Within the entries below, find every line that has the string "Target", then copy it.

Saved entries:

# # # # # # #

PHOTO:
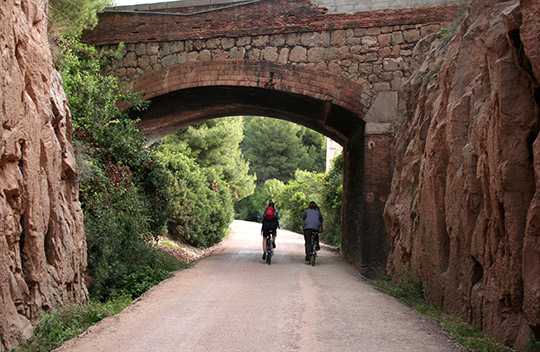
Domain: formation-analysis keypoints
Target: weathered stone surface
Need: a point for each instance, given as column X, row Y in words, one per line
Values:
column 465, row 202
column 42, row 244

# # # # # # #

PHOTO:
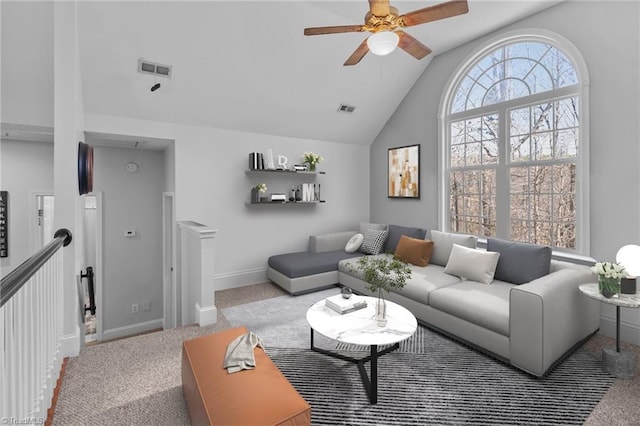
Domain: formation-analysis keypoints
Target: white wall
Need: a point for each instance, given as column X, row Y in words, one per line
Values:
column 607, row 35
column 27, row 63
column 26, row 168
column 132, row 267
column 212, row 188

# # # # # # #

◆ **Solution to the problem**:
Target: weathered stone surface
Target: white wall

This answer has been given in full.